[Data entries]
*** Block opens ***
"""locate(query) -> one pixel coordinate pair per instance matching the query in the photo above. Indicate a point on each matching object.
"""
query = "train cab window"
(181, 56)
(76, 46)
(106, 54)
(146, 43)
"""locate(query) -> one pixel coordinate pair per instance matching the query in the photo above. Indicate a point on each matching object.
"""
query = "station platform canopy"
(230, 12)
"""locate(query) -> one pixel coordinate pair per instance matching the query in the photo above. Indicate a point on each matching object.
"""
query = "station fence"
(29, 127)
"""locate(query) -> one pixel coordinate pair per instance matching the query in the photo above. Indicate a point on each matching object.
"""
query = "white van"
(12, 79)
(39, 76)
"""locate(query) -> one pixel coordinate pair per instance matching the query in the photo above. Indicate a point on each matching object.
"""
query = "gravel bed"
*** Block closes ***
◆ The problem: Retype the records above in full. Every word should match.

◆ Task result:
"""locate(query) -> one pixel coordinate pair per instance matching the query in the photo above. Indicate a point on each matching object.
"""
query = "train cab window"
(181, 56)
(76, 46)
(106, 54)
(146, 43)
"""locate(query) -> one pixel coordinate pair per instance matching the query in the photo above. Indicate a point on each matching object.
"""
query = "station platform canopy"
(230, 12)
"""locate(query) -> one pixel coordinate pair per instance matching the query in the photo above. Indicate a point on each matching object.
"""
query = "station fence"
(29, 127)
"""locate(query) -> one pixel coordinate pair per instance matching the query in the photo above. Indicate a point on each matching object.
"""
query = "white van"
(12, 79)
(39, 76)
"""locate(query) -> one pixel coordinate pair per instance matching the query in the photo above. Indicate a point on each matching object.
"""
query = "gravel bed"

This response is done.